→ Task
In the listing below, lay out as a Markdown table with columns "No." and "Line" the lines from the line with "Task: the component shall indicate the sky" up to and including the line with "Target: sky". Number each line in order and leave out any blank lines.

Records of points on named objects:
════════
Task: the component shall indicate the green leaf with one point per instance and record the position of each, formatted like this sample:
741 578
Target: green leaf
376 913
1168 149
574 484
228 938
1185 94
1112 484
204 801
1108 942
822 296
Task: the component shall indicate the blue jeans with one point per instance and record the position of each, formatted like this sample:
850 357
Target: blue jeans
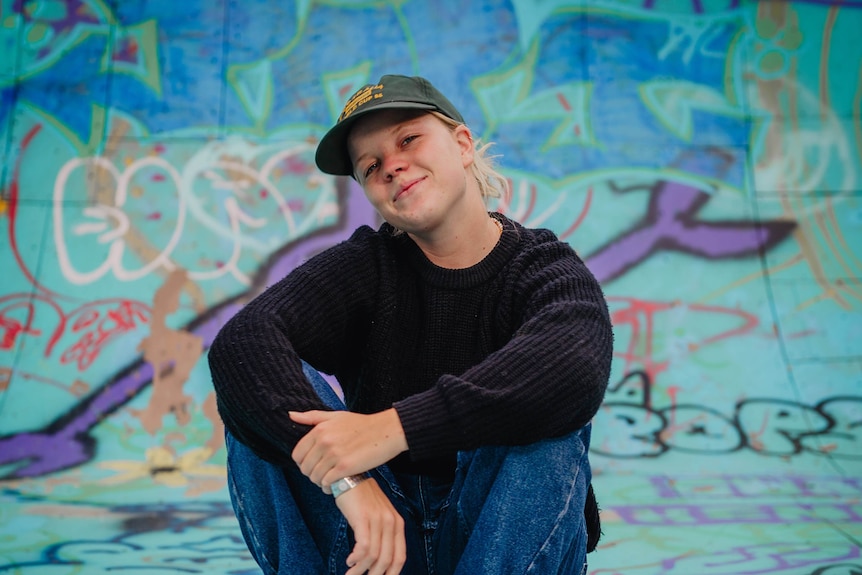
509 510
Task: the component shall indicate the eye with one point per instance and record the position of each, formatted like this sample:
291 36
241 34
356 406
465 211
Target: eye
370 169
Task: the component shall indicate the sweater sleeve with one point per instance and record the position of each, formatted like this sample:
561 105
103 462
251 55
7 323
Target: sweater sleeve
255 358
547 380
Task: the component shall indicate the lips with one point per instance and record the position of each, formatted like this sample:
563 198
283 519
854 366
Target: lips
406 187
════════
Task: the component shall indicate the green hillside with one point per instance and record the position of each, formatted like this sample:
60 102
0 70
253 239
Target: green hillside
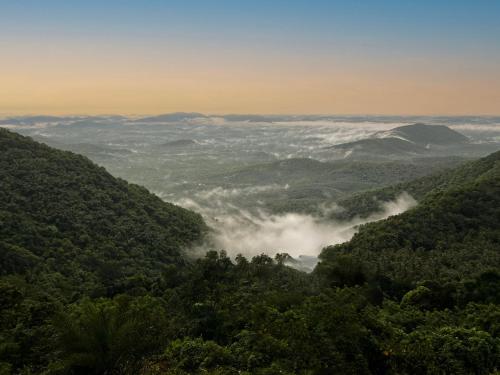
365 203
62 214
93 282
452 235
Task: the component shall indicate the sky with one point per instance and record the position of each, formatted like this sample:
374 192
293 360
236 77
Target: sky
════════
→ Written answer
| No. | Line |
|---|---|
| 1 | Task: the component shall indicate the sky with one point per instance and record the position of each, formatted like this sample: |
| 2 | 374 192 |
| 3 | 293 360 |
| 4 | 236 77 |
| 5 | Target: sky |